• _GIVEN PROBLEM_
Render the part of the entries that opens with the line containing "locate the triangular" and closes with the line containing "376, 204, 479, 366" as a two-column CSV with the headers "text" and "answer". Give one row per entry, with its text and its answer each in a single quoted field and any line breaks replaced by spaces.

Data listing:
.....

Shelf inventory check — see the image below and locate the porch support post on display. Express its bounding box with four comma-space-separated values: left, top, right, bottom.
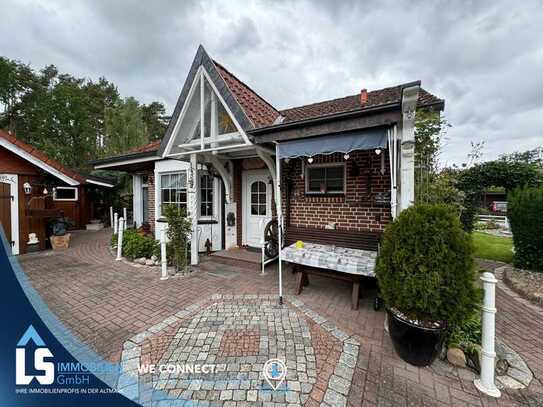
187, 154, 199, 266
275, 144, 283, 304
132, 174, 143, 228
255, 146, 277, 194
400, 85, 420, 211
205, 154, 234, 203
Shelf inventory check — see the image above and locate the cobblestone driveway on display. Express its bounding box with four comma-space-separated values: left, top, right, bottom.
19, 231, 543, 406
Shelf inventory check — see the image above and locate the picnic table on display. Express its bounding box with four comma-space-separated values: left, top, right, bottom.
282, 243, 377, 309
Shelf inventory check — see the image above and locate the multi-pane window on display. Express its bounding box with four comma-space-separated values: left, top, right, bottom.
305, 164, 345, 194
251, 181, 268, 216
160, 171, 187, 210
200, 174, 213, 217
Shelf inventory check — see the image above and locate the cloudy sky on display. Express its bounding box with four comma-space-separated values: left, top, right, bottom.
0, 0, 543, 165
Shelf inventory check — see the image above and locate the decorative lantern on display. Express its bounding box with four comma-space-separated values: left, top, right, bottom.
23, 182, 32, 195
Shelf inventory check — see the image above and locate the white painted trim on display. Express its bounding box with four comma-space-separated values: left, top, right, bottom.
202, 68, 253, 145
86, 179, 115, 188
132, 174, 143, 227
94, 156, 157, 170
242, 169, 273, 245
0, 174, 20, 255
0, 138, 79, 186
162, 66, 203, 158
53, 187, 79, 202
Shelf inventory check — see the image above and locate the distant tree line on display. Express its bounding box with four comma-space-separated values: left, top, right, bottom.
0, 56, 168, 170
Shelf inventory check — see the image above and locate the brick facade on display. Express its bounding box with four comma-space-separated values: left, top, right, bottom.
281, 151, 391, 231
146, 171, 156, 230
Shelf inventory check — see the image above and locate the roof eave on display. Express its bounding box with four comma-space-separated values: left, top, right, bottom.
89, 150, 160, 166
247, 102, 400, 136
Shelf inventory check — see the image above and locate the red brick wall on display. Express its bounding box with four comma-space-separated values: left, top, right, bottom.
281, 150, 391, 231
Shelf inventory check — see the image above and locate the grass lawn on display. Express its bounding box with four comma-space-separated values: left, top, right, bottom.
472, 232, 513, 263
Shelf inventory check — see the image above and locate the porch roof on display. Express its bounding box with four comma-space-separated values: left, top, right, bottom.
277, 127, 388, 158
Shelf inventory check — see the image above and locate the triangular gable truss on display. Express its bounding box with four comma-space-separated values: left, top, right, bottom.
159, 45, 254, 157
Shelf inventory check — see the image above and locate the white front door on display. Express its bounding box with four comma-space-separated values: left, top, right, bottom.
242, 170, 272, 247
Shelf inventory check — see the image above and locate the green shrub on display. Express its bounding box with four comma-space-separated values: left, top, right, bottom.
507, 187, 543, 272
376, 204, 479, 327
111, 229, 160, 259
447, 311, 481, 353
162, 205, 192, 269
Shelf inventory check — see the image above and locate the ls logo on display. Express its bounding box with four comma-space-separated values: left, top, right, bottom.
15, 325, 55, 385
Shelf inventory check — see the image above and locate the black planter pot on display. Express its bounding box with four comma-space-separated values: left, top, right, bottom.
387, 309, 446, 366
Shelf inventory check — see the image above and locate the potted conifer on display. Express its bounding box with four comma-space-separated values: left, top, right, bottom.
376, 204, 479, 366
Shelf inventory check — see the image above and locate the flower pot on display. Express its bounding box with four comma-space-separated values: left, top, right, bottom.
387, 309, 446, 366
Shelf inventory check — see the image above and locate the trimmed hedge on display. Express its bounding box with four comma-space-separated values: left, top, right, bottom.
111, 229, 160, 260
376, 204, 480, 328
507, 187, 543, 272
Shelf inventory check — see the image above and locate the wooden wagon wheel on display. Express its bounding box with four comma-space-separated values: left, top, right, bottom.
264, 219, 279, 258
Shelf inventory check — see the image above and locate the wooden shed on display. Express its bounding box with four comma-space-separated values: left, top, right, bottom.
0, 130, 114, 254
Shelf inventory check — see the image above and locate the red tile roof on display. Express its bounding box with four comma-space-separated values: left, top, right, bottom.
0, 130, 86, 184
125, 140, 162, 154
280, 86, 443, 123
213, 61, 279, 128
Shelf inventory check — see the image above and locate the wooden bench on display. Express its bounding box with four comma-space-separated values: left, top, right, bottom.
285, 226, 381, 309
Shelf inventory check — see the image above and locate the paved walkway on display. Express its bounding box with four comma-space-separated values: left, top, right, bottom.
19, 231, 543, 406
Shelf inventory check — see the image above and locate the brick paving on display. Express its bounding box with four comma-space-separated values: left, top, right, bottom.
19, 231, 543, 406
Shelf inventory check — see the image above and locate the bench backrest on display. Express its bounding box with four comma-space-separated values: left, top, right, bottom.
285, 226, 381, 252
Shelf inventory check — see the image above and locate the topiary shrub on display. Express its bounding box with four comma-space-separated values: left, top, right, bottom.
376, 204, 479, 327
507, 187, 543, 272
111, 229, 160, 260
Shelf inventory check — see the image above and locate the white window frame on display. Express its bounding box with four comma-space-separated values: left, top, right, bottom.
304, 162, 347, 196
198, 172, 217, 220
53, 187, 79, 202
158, 170, 188, 213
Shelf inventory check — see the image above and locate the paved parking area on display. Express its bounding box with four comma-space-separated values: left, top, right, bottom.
19, 231, 543, 406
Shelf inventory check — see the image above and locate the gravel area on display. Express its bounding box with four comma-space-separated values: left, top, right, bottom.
503, 266, 543, 305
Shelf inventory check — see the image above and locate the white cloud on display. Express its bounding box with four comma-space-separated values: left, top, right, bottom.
0, 0, 543, 163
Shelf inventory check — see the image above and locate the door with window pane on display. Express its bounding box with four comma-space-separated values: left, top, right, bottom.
242, 171, 272, 247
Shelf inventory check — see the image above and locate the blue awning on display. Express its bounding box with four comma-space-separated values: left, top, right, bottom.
277, 127, 388, 158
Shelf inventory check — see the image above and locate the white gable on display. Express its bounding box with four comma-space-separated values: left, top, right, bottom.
163, 67, 252, 157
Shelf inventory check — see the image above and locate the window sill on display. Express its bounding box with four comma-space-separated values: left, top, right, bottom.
198, 219, 219, 225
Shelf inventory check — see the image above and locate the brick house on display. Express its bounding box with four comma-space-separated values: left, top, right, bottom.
93, 46, 444, 264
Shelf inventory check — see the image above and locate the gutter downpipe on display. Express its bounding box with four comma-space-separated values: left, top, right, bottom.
387, 126, 398, 220
275, 143, 283, 305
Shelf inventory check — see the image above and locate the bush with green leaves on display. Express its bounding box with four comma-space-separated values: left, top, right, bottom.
111, 229, 160, 259
376, 204, 480, 327
507, 187, 543, 272
162, 205, 192, 269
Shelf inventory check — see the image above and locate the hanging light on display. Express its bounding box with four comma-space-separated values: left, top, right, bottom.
23, 182, 32, 195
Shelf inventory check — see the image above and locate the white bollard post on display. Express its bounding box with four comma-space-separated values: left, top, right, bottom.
473, 272, 501, 397
160, 229, 168, 280
113, 212, 119, 235
115, 218, 124, 261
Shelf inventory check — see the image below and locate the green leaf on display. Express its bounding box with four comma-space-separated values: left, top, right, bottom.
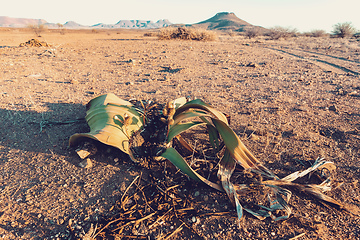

.....

• _CORRECT ANSWER_
text,answer
"Shelf inventory check — see the image above and locate the triangular gable truss on display. Express its bounding box with four comma-space-separated values: left, top, right, bottom.","159, 45, 254, 157"
"Shelf inventory check — see the image above and locate the white front door on display. Express its bounding box with four comma-space-separated values: left, top, right, bottom.","242, 170, 272, 247"
"Shelf inventory check — see the image above and locate the green shrub on display. Express its bounding box with four comma-space-separated values: left, top, right, bottom.","507, 187, 543, 272 376, 204, 479, 327 111, 229, 160, 259 447, 311, 481, 353 162, 205, 192, 269"
"Shelf inventory check — see the image above and locate the ls logo on display. Express its bounding box with four comma-space-separated values: left, top, right, bottom.","15, 325, 55, 385"
"Shelf inventory check — see the image above and locate the black planter pot on display. Express its bounding box with four comma-space-separated values: left, top, right, bottom.","387, 309, 446, 366"
"Shelf inventory check — see the image above and locate the potted conifer on display. Express its bounding box with four comma-space-separated values: left, top, right, bottom.","376, 204, 479, 366"